[Work to complete] All entries are to be quoted exactly; the images stay out of the copy.

Segmentation mask data:
■ ■ ■ ■

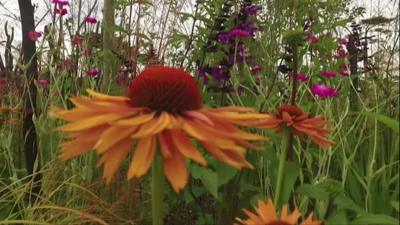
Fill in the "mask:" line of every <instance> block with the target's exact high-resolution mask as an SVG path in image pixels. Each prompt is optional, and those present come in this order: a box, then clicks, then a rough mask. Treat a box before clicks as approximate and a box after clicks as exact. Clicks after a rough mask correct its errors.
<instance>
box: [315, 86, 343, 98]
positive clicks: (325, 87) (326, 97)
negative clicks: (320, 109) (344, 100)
mask: <svg viewBox="0 0 400 225" xmlns="http://www.w3.org/2000/svg"><path fill="white" fill-rule="evenodd" d="M311 92H312V93H313V94H314V95H315V96H318V97H320V98H322V99H325V98H332V97H336V96H338V91H337V90H335V89H333V88H331V87H329V86H327V85H324V84H314V85H313V86H312V88H311Z"/></svg>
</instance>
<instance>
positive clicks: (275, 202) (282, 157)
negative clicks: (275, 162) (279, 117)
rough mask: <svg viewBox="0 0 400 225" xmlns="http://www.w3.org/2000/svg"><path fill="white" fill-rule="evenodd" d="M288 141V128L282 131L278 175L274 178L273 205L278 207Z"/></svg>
mask: <svg viewBox="0 0 400 225" xmlns="http://www.w3.org/2000/svg"><path fill="white" fill-rule="evenodd" d="M289 141H290V132H289V130H287V129H286V130H285V131H284V133H283V139H282V144H281V153H280V156H279V167H278V175H277V179H276V185H275V196H274V197H275V206H276V207H280V206H281V204H282V202H281V201H282V199H281V198H282V185H283V177H284V174H285V163H286V154H287V150H288V143H289Z"/></svg>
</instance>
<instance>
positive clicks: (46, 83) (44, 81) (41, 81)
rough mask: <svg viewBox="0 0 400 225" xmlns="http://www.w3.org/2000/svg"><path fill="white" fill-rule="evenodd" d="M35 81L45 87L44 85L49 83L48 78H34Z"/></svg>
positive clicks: (48, 83)
mask: <svg viewBox="0 0 400 225" xmlns="http://www.w3.org/2000/svg"><path fill="white" fill-rule="evenodd" d="M36 83H37V84H38V85H39V86H41V87H46V86H48V85H49V84H50V80H48V79H39V80H36Z"/></svg>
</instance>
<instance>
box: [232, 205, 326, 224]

■ ■ ■ ■

[Task output]
Fill in the "mask:" line of every <instance> block with the target's exact high-resolution mask as an SVG path in image pixels. Each prompt is optional, and those present come in this order: a box, then clicks, then a rough mask. Treat a box before clicks as approximate and a box after clicks as exact. Clicks after a rough mask correct its errors.
<instance>
box: [315, 86, 343, 98]
positive clicks: (325, 87) (326, 97)
negative clicks: (320, 109) (344, 100)
mask: <svg viewBox="0 0 400 225" xmlns="http://www.w3.org/2000/svg"><path fill="white" fill-rule="evenodd" d="M311 92H312V93H313V94H314V95H315V96H318V97H320V98H322V99H325V98H332V97H336V96H338V91H337V90H335V89H333V88H331V87H329V86H327V85H324V84H314V85H313V86H312V88H311Z"/></svg>
</instance>
<instance>
positive clicks: (275, 202) (282, 157)
negative clicks: (275, 162) (279, 117)
rough mask: <svg viewBox="0 0 400 225" xmlns="http://www.w3.org/2000/svg"><path fill="white" fill-rule="evenodd" d="M288 141V128L282 131L278 175L274 178L273 205L278 207Z"/></svg>
mask: <svg viewBox="0 0 400 225" xmlns="http://www.w3.org/2000/svg"><path fill="white" fill-rule="evenodd" d="M289 141H290V132H289V130H287V129H286V130H285V131H284V133H283V139H282V144H281V153H280V156H279V167H278V175H277V179H276V185H275V196H274V197H275V206H276V207H280V206H281V204H282V202H281V201H282V199H281V198H282V185H283V177H284V174H285V163H286V154H287V150H288V143H289Z"/></svg>
</instance>
<instance>
positive clicks: (46, 83) (44, 81) (41, 81)
rough mask: <svg viewBox="0 0 400 225" xmlns="http://www.w3.org/2000/svg"><path fill="white" fill-rule="evenodd" d="M35 81L45 87L44 85L49 83L48 78H34Z"/></svg>
positive clicks: (48, 83)
mask: <svg viewBox="0 0 400 225" xmlns="http://www.w3.org/2000/svg"><path fill="white" fill-rule="evenodd" d="M36 83H37V84H38V85H39V86H41V87H46V86H48V85H49V84H50V80H48V79H39V80H36Z"/></svg>
</instance>
<instance>
box: [232, 205, 326, 224]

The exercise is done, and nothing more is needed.